**Records drawn from a dataset:**

== Segment start ==

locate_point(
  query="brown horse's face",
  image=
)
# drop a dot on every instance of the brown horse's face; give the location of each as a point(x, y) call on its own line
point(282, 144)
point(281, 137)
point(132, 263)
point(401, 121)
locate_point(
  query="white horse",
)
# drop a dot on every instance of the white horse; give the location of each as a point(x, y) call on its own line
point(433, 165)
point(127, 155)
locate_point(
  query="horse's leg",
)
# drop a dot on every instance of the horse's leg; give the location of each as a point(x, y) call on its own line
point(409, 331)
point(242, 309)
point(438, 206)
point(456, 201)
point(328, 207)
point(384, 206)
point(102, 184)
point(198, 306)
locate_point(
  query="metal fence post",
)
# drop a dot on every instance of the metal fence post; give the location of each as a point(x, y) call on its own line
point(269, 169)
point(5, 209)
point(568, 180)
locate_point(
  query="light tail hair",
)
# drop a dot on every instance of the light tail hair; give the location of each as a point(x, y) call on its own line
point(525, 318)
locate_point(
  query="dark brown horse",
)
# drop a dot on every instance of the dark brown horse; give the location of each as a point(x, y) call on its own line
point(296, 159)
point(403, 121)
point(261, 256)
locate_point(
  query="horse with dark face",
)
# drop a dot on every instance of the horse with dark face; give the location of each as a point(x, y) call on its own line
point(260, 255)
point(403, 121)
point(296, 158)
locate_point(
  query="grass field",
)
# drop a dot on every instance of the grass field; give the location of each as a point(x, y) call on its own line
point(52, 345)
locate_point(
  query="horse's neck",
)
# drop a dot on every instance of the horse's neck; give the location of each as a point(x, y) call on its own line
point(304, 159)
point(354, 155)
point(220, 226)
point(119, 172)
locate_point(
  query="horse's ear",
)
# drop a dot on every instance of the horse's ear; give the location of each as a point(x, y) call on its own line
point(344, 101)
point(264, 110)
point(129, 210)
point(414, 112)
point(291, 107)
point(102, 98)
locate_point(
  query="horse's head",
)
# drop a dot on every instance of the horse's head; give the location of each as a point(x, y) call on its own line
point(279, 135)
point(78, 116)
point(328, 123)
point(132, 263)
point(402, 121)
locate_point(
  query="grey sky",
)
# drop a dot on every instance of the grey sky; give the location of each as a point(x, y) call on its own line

== Segment end ==

**Aim of the exercise:**
Write out the records above exactly as given.

**Answer space:**
locate_point(
  query="brown horse's face",
  image=
)
# drop a dot on every instance of the brown horse's face; give the location of each as a point(x, y) call on its own line
point(282, 144)
point(281, 137)
point(132, 263)
point(401, 121)
locate_point(
  query="white horse",
)
# drop a dot on every instance of the white horse; give the location of each as a point(x, y) call on its own line
point(433, 165)
point(127, 155)
locate_point(
  query="horse's leg",
)
# drop a dot on every instance of the horse's leg; give the location of each as a point(x, y) call on its own line
point(409, 331)
point(242, 309)
point(438, 206)
point(456, 201)
point(328, 207)
point(384, 206)
point(102, 184)
point(198, 306)
locate_point(
  query="metal fence post",
)
# drop a dot on every instance of the metal fence post; give the location of each as a point(x, y) call on its own line
point(269, 169)
point(5, 209)
point(568, 180)
locate_point(
  query="light tail hair",
)
# drop a dot on every instance of the light tail hair; give the location of each as a point(x, y) call on its own line
point(525, 318)
locate_point(
  query="dark brown horse",
)
# drop a dot on every instance of the dark brown horse; give the location of each as a point(x, y) call on its own line
point(296, 159)
point(403, 121)
point(261, 256)
locate_point(
  query="horse with dark face",
)
# drop a dot on every instance of the horse with dark face; give the location of each as a point(x, y) call on its own line
point(260, 255)
point(403, 121)
point(296, 158)
locate_point(
  query="grass field",
)
# drop a dot on every instance of the grass field; give the location of each as a point(x, y) call on its own line
point(52, 345)
locate_point(
  query="horse's neck",
)
# drop a dot on every instance of the horse's neck; give the location of each as a point(x, y) call on its own line
point(304, 159)
point(354, 155)
point(220, 226)
point(119, 172)
locate_point(
  query="horse's ear",
)
# drop a dot on every instance of the horse's ear; give the location of each as a point(x, y) call on its own line
point(344, 101)
point(264, 110)
point(129, 210)
point(414, 112)
point(291, 107)
point(102, 98)
locate_point(
  query="horse's head",
)
# drop a dot on every instance of the horse's head; give the location of each as a point(x, y) call on its own line
point(279, 135)
point(78, 116)
point(328, 123)
point(132, 263)
point(402, 121)
locate_point(
  query="grey sky",
)
# drop a dot on every instance of the grey sky; give the location of each as a point(x, y) call on its own line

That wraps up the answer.